Start of Input records

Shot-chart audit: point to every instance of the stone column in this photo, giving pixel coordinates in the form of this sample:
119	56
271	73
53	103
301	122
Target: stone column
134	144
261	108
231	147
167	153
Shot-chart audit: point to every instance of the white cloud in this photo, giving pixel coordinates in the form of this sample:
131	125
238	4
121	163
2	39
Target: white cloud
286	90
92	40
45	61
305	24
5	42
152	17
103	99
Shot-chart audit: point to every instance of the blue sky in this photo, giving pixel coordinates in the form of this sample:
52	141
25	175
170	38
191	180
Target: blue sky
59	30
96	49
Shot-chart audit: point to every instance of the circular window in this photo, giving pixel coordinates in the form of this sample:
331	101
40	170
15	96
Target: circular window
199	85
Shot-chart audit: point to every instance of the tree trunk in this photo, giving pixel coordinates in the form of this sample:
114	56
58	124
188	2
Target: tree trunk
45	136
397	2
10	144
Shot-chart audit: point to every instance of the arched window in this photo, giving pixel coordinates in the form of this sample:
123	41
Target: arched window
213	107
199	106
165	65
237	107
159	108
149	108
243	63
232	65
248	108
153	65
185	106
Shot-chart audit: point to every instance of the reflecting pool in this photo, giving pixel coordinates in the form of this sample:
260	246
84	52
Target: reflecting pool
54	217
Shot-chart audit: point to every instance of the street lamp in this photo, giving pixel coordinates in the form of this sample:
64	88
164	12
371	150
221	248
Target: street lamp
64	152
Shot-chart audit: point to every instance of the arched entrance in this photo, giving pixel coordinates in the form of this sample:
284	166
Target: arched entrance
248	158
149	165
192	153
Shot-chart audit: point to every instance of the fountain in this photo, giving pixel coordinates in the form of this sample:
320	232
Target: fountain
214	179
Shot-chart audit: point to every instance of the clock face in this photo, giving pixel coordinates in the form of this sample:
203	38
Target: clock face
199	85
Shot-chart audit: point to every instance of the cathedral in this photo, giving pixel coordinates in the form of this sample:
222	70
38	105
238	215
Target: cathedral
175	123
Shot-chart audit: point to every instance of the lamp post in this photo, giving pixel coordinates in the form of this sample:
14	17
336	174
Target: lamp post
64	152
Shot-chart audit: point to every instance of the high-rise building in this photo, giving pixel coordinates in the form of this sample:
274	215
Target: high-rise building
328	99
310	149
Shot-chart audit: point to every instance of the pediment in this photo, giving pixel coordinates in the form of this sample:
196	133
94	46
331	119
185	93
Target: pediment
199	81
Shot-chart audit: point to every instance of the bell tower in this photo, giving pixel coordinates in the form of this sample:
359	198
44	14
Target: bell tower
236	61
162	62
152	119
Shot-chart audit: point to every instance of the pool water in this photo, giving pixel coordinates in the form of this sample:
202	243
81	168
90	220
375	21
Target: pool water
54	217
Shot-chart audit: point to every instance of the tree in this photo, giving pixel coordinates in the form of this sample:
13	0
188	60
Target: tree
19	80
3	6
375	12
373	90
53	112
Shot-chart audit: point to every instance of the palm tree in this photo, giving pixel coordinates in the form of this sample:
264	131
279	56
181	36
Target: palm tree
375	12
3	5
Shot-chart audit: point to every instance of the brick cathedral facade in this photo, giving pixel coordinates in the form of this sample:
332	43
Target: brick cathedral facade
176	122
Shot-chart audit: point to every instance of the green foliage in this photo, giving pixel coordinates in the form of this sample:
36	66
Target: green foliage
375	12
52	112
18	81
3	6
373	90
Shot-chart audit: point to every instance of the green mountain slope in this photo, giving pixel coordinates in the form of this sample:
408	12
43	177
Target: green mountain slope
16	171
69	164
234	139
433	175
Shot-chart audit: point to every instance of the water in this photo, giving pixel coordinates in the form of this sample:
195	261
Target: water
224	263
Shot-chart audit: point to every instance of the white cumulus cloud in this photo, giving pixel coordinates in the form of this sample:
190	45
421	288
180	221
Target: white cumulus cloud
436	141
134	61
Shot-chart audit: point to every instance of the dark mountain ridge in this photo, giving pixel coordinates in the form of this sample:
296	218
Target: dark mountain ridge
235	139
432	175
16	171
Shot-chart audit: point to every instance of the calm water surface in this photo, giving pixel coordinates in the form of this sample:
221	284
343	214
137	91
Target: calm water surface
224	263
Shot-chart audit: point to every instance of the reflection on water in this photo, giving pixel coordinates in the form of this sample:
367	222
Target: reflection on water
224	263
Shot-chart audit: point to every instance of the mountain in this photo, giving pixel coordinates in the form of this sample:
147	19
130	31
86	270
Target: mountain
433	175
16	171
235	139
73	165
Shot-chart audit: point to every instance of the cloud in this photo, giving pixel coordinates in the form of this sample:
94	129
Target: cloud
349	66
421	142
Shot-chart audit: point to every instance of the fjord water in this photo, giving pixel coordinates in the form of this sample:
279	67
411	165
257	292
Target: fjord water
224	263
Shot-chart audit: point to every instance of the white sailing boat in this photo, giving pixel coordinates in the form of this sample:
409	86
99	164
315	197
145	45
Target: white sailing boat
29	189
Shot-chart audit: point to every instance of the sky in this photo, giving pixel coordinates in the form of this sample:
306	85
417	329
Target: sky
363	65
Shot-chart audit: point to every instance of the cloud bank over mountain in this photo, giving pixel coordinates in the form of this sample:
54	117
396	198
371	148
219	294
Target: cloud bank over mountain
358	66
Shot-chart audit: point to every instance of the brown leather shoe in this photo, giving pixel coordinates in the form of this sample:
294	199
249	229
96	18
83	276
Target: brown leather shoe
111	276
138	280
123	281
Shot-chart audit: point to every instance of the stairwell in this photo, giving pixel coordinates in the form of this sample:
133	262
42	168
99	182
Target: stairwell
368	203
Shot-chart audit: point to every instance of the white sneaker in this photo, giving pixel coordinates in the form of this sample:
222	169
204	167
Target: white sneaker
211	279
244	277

End of Input records

◆ Your assignment: Each line of the listing should be echoed back exactly.

◆ Result:
Shot-chart audit: point to every instance of the stone column in this photo, giving pixel coordinates in the form of this sample:
119	56
271	73
53	103
301	122
Target: stone column
134	144
261	108
231	147
167	153
Shot-chart audit: point to every instance of the white cloud in this photo, giving pixel coordinates in the form of this sample:
131	125
238	4
121	163
2	39
Target: white cloud
286	90
92	40
45	61
305	24
5	42
152	17
103	99
Shot-chart audit: point to every instance of the blue sky in this photo, giving pixel coordinates in the form of this sample:
52	141
25	175
170	38
191	180
Target: blue sky
59	30
96	49
Shot-chart audit: point to every instance of the circular window in this photo, giving pixel coordinates in the form of this sample:
331	101
40	170
15	96
Target: circular window
199	85
Shot-chart audit: point to every instance of the tree trunk in this photo, giving pixel coordinates in the form of this sample:
114	56
58	124
188	2
Target: tree trunk
45	136
397	2
10	144
Shot-chart audit: point to every instance of the arched window in this photo, giving pixel coordinates in the form of this sample:
123	41
Target: arched window
213	107
199	106
165	65
237	107
159	108
149	108
243	63
232	65
248	108
153	65
185	106
Shot-chart audit: point to every instance of the reflecting pool in this photo, giving pixel coordinates in the form of this sample:
260	246
84	52
Target: reflecting pool
54	217
Shot-chart audit: point to every instance of the street lamp in this photo, giving pixel coordinates in the form of this sample:
64	88
164	12
371	150
221	248
Target: street lamp
64	152
Shot-chart audit: point to every instance of the arched entrance in this photo, giving pixel coordinates in the form of this sample:
284	166
Target: arched entrance
248	158
149	165
192	153
Shot-chart audit: point to every instance of the fountain in this photo, giving pixel coordinates in the form of this sample:
320	232
Target: fountain
214	179
Shot-chart audit: point to every instance of the clock face in this photo, giving pixel coordinates in the form of this sample:
203	38
Target: clock face
199	85
Shot-chart audit: point to every instance of the cathedral in this photo, giving pixel coordinates in the form of this sample:
222	70
38	105
238	215
Target: cathedral
175	123
Shot-chart audit: point to every instance of the lamp post in this photo, giving pixel coordinates in the form of this sample:
14	17
336	174
Target: lamp post
64	152
Shot-chart audit: point to every instance of the high-rise building in this photo, giving pixel coordinates in the form of this sample:
274	215
Target: high-rise building
328	99
310	149
Shot-chart audit: point to every instance of the pediment in this photo, giving pixel coordinates in the form of this sample:
196	133
94	46
331	119
185	93
Target: pediment
199	81
Shot-chart audit: point to every instance of the bell tower in this photo, giving pixel coordinates in the form of this sample:
359	198
44	14
Target: bell tower
236	61
162	62
152	119
Shot-chart audit: point to every instance of the pool water in this photo, giving pixel coordinates in the form of this sample:
202	243
81	168
90	220
375	21
Target: pool water
54	217
Shot-chart audit: point to every instance of the tree in this photo, giving pixel coordinates in the form of this sample:
13	0
188	60
Target: tree
19	80
3	6
375	12
373	90
53	112
Shot-chart audit: point to every instance of the palm tree in this photo, giving pixel coordinates in the form of this sample:
264	131
279	56
181	36
Target: palm tree
375	12
3	5
Shot-chart audit: point to every instance of the brick cathedral facade in this photo, giving pixel coordinates in the form of this sample:
332	43
Target: brick cathedral facade
176	122
Shot-chart audit: point to every instance of the green foliage in this photo, giving pixel coordinates in the form of this sample:
36	66
Target: green foliage
375	12
52	112
18	81
3	6
373	90
Shot-chart audit: point to every instance of the green mountain slope in this photo, giving pixel coordinates in the form of this sample:
408	12
43	177
Target: green mountain slope
16	171
69	164
234	139
433	175
Shot-chart audit: point to every instance of the water in this photo, giving pixel coordinates in the form of this sample:
195	261
Target: water
224	263
Shot-chart audit: point to every instance of the white cumulus cloud in this photo, giving pixel coordinates in the form of this sample:
190	45
421	288
180	221
Target: white cumulus cloud
436	141
134	61
Shot-chart audit: point to every instance of the dark mountain ridge in this photo, giving pixel coordinates in the form of this sample:
296	218
Target: dark mountain ridge
235	139
432	175
16	171
Shot-chart audit: point to every instance of the calm water surface in this photo, giving pixel coordinates in the form of this sample:
221	284
343	214
137	91
Target: calm water surface
224	263
Shot-chart audit: point to every instance of the reflection on water in this photo, giving pixel coordinates in the form of this sample:
367	222
Target: reflection on water
224	263
Shot-chart audit: point to every instance of the mountain in this photo, giving pixel coordinates in the form of this sample:
147	19
130	31
86	270
Target: mountain
433	175
16	171
235	139
73	165
Shot-chart audit: point to every instance of the cloud in this photo, giving pixel coordinates in the form of this sample:
94	129
Target: cloud
349	66
421	142
Shot-chart audit: point to every instance of the fjord water in this photo, giving pixel coordinates in the form of this sample:
279	67
411	165
257	292
Target: fjord water
224	263
Shot-chart audit: point to every instance of the white sailing boat in this photo, giving pixel coordinates in the form of this sample:
409	86
99	164
315	197
145	45
Target: white sailing boat
29	189
Shot-chart audit: point to every instance of the sky in this photo, giving pixel coordinates in the form of this sample:
306	85
417	329
Target: sky
363	65
Shot-chart audit: point to every instance of the cloud bank over mountain in this photo, giving pixel coordinates in the form of this sample:
54	117
396	198
371	148
219	294
Target: cloud bank over mountain
358	66
Shot-chart audit: point to every instance of the brown leather shoe in this photo, giving pixel coordinates in the form of this sample:
294	199
249	229
96	18
83	276
Target: brown leather shoe
111	276
138	280
123	281
Shot-chart audit: point to every instance of the stairwell in this photo, giving pixel coordinates in the form of this sample:
133	262
42	168
99	182
Target: stairwell
368	203
Shot-chart audit: point to every instance of the white sneaker in this photo, giving pixel coordinates in the form of this sample:
222	169
204	167
Target: white sneaker
211	279
244	277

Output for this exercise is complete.